[Given exercise A]
Say how many lines of the entries below contain the string "paving". Reply with the number alone.

※

0. Abstract
We consider an alternative approach: converting feedback to instruction by relabeling the original one and training the model for better alignment in a supervised manner

1. Introduction
Human alignment를 위해 두 가지 정도의 방향성이 있음
- Proximal Policy Optimization (PPO): rather complex, sensitive to hyperparameters, and requires additional training in the reward model and value network
- imitation learning: less data-effective as it only makes use of the success instruction-output pairs, completely abandoning the ones that do not align
Hindsight Instruction Relabeling(HIR) adopts the central idea of relabeling the instructions in a hindsight fashion. HIR alternates between two phases:
- an online sampling phase to generate a dataset of instruction-output pairs
- offline learning phase that relabels the instructions of each pair and performs standard supervised learning

2. Hindsight Instruction Relabeling
We can formulate the language model alignment as a goal-conditioned RL problem.
(1) Instruction Following as Goal-conditioned RL
A language model $\mathcal{M}$ can take instructional prompt $\textbf{p}$ and initial query token sequence $\textbf{q} = \{\text{q}_{0},...,\text{q}_{i}\}$ as input, and autoregressively predict next token $\text{e}_{i+1} = \mathcal{M}\left( \textbf{p}, \textbf{q}, \{\text{e}_{0},...,\text{e}_{i}\} \right)$.
We can view standard prompt-conditioned language tasks (e.g. multi-step reasoning) as a goal-reaching problem.
- Goal Space $\mathcal{G}$: space of instructional prompt $\textbf{p}$
- State space $\mathcal{S}$: space of input token sequence $\textbf{q} \cup \{\text{e}_{i} \}$
- Action space $\mathcal{A}$: space of output token $\text{e}_{i+1}$
- Transition probability $\mathcal{P}$: $ \mathcal{M}\left( \text{e}_{i+1} | \textbf{p}, \textbf{q}, \{\text{e}_{0},...,\text{e}_{i}\}\right) $
- Reward $\mathcal{R}$: alignment score of $\{\text{e}_{0},...,\text{e}_{i+1}\}$ with instruction $\textbf{p}$ and query \textbf{q}, from human or scripted feedback, which is not used in HIR.
Here all $\mathcal{G}, \mathcal{S}, \mathcal{A}$ are space of token embeddings, but $\mathcal{G}$ corresponds to instructional prompts, while $\mathcal{S}, \mathcal{A}$ corresponds to model inputs and outputs. In this way, we can also view the language model as a goal-conditioned policy:
$$\pi \models \mathcal{M}\left( \text{e}_{i+1} | \textbf{p}, \textbf{q}, \{\text{e}_{0},...,\text{e}_{i}\} \right)$$
(2) Algorithm Overview
i. Online Sampling
Given instruction $\textbf{p}$ and query \textbf{q}, we use $τ = 1$ to get the output sequence $\textbf{o} = \{\text{e}_{0},\text{e}_{1},...,\text{e}_{L}\}$, which gives us the online replay dataset $\mathcal{D}_{\text{online}}$.

※

[Given exercise B]
Answer these questions about the HIR notes above:
(i) Between which two phases does HIR alternate?
(ii) In the goal-conditioned RL formulation, what is the action space?
(iii) What value of τ is used during online sampling?

※

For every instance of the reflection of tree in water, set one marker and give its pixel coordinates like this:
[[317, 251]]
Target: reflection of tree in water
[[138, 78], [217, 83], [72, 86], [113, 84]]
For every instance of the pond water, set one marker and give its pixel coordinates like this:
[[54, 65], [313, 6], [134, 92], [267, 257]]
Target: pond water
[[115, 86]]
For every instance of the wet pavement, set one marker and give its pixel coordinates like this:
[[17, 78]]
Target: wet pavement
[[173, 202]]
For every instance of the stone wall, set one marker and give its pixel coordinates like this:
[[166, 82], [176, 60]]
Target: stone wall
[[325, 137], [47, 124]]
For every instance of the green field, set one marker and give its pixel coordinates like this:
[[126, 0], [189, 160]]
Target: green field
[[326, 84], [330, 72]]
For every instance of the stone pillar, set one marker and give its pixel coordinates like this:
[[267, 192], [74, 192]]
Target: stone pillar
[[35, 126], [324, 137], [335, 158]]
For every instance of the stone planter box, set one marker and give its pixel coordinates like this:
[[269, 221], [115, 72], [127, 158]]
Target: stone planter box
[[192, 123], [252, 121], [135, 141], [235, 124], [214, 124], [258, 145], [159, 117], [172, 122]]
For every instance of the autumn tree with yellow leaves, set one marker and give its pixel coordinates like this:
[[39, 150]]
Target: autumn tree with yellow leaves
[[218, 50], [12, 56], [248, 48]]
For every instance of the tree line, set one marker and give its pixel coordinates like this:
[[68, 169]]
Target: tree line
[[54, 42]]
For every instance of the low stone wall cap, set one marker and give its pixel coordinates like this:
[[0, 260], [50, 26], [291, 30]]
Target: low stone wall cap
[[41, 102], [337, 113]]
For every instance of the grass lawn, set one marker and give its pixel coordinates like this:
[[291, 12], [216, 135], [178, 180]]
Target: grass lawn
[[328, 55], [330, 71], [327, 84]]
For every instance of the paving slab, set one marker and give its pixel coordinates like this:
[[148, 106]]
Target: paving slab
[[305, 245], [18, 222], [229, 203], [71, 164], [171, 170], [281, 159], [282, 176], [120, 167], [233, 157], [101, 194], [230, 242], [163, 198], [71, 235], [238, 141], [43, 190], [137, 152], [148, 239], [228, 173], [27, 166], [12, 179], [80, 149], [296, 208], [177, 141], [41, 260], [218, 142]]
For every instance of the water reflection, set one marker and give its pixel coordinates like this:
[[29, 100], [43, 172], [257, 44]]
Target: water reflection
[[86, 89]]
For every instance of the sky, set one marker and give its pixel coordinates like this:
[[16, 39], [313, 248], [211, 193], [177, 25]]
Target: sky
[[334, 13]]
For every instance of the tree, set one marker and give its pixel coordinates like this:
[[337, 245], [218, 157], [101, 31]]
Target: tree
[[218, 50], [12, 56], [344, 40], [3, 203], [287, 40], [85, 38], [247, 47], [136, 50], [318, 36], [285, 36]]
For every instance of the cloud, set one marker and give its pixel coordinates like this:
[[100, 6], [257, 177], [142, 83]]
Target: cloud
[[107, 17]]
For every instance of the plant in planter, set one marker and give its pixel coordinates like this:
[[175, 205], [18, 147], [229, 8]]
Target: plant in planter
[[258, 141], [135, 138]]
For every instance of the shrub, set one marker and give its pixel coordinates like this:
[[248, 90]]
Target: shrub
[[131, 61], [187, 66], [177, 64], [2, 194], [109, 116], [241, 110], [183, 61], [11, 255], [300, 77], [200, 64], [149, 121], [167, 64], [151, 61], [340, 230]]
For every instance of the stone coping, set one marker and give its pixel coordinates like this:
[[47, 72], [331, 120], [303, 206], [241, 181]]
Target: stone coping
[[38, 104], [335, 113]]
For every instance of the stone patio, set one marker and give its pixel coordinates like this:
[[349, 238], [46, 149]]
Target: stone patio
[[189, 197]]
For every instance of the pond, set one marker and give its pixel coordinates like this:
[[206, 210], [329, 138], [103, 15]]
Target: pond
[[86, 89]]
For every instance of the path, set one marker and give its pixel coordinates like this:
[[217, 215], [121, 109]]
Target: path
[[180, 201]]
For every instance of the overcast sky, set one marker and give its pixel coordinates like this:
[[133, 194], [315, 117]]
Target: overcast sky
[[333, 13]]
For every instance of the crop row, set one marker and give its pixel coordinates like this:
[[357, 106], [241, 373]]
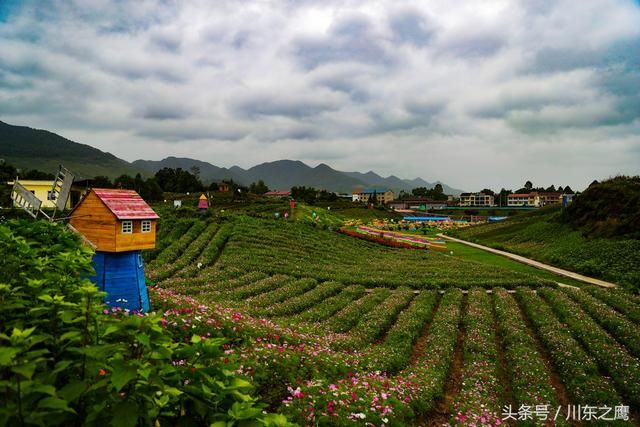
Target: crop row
[[175, 249], [434, 362], [331, 306], [276, 296], [481, 391], [395, 352], [529, 377], [210, 253], [166, 235], [213, 290], [623, 368], [578, 370], [376, 322], [625, 331], [298, 304], [187, 257], [256, 288], [300, 251], [620, 300], [349, 316]]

※

[Finished answer A]
2

[Finished answer B]
(i) An online sampling phase that generates a dataset of instruction-output pairs, and an offline learning phase that relabels each pair's instructions and performs standard supervised learning.
(ii) The space of the output token e_{i+1}.
(iii) τ = 1.